→ **Information shown**
--------------------------------------------------

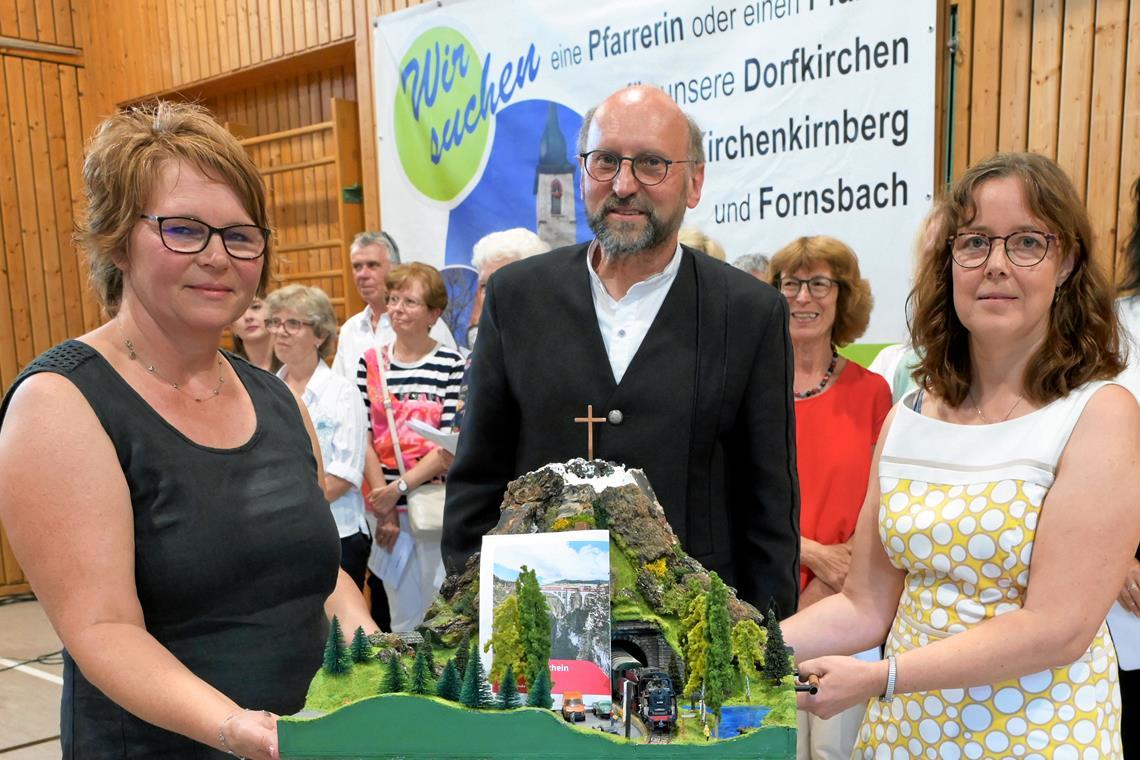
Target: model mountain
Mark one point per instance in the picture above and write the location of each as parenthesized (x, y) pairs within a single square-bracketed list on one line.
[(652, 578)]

--------------------------------------------------

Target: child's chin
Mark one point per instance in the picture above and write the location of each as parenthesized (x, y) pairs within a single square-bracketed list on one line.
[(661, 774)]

--------------------------------------------------

→ **Description of the task**
Print the rows exactly, starting with the line that contains "Target: child's chin" and going on through the line that contains "[(661, 774)]".

→ **The answer**
Target: child's chin
Mark one point per instance in the picture above and write the location of each as parenthesized (x, y) pairs within a single square-bracketed list on one line.
[(661, 774)]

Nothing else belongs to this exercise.